* _PROBLEM_
Rewrite all the entries below, renaming "query phrase" to "search phrase" wherever it occurs and keeping every other word the same.

* _Segmentation annotation entries_
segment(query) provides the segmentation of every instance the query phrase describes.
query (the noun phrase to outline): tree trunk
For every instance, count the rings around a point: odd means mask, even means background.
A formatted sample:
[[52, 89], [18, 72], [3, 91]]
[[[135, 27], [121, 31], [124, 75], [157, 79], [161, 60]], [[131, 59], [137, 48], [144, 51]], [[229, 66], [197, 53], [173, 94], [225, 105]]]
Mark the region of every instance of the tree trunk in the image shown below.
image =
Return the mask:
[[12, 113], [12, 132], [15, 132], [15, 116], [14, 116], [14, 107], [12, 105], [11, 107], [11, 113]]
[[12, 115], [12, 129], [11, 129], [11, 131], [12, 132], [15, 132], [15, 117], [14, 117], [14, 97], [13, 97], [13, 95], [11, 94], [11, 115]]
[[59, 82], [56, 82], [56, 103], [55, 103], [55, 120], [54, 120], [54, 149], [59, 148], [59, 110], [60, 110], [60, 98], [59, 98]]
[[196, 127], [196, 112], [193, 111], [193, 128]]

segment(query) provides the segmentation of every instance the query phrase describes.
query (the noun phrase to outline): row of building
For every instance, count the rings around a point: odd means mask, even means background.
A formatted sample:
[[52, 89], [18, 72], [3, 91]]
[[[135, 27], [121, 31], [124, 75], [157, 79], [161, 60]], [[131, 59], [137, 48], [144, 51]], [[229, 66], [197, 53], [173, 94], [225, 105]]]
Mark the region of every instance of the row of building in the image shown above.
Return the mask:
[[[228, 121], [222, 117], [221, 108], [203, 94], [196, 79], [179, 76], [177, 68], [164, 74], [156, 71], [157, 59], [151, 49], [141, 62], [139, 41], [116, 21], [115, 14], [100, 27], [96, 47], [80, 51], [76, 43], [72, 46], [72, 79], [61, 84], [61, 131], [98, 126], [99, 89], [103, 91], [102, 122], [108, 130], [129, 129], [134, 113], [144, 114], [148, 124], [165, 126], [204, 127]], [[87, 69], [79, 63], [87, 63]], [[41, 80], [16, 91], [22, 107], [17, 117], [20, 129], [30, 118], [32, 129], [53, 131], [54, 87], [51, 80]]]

* _TASK SOLUTION_
segment(query) provides the segmentation of every instance the search phrase describes.
query (the noun phrase to outline): tree trunk
For every instance, count the rings around a point: odd means mask, even means background.
A formatted sample:
[[52, 89], [18, 72], [3, 91]]
[[[135, 27], [121, 31], [124, 75], [157, 79], [161, 60]], [[131, 59], [137, 48], [144, 51]], [[229, 66], [197, 53], [173, 94], [225, 105]]]
Mark the region of every instance of the tree trunk in the image shown below.
image =
Return the mask:
[[12, 113], [12, 132], [15, 132], [15, 116], [14, 116], [14, 107], [12, 105], [11, 107], [11, 113]]
[[12, 115], [12, 129], [11, 129], [11, 131], [12, 132], [15, 132], [15, 117], [14, 117], [14, 97], [13, 97], [13, 95], [11, 94], [11, 115]]
[[59, 82], [56, 82], [56, 103], [55, 103], [55, 120], [54, 120], [54, 149], [59, 148], [59, 110], [60, 110], [60, 98], [59, 98]]
[[196, 127], [196, 112], [193, 111], [193, 128]]

segment(query) provides the segmentation of every instance the search phrase describes.
query (the noun phrase to outline): row of building
For every instance, count the rings around a point: odd means mask, even means background.
A formatted sample:
[[52, 89], [18, 72], [3, 91]]
[[[135, 27], [121, 31], [124, 75], [157, 79], [161, 60]], [[131, 59], [137, 48], [144, 51]], [[229, 66], [197, 53], [173, 94], [225, 105]]]
Mark the region of every instance of the row of building in the image shown above.
Return the mask:
[[[228, 121], [222, 117], [221, 108], [203, 94], [196, 79], [179, 76], [177, 68], [164, 74], [156, 71], [157, 59], [151, 49], [141, 62], [139, 41], [116, 21], [115, 14], [100, 27], [96, 47], [80, 51], [76, 43], [72, 46], [72, 79], [61, 84], [61, 131], [98, 126], [99, 89], [103, 91], [102, 122], [108, 130], [129, 129], [134, 113], [144, 114], [148, 124], [165, 126], [204, 127]], [[87, 69], [79, 63], [87, 63]], [[41, 80], [16, 91], [22, 107], [17, 117], [20, 129], [30, 118], [32, 129], [53, 131], [54, 87], [51, 80]]]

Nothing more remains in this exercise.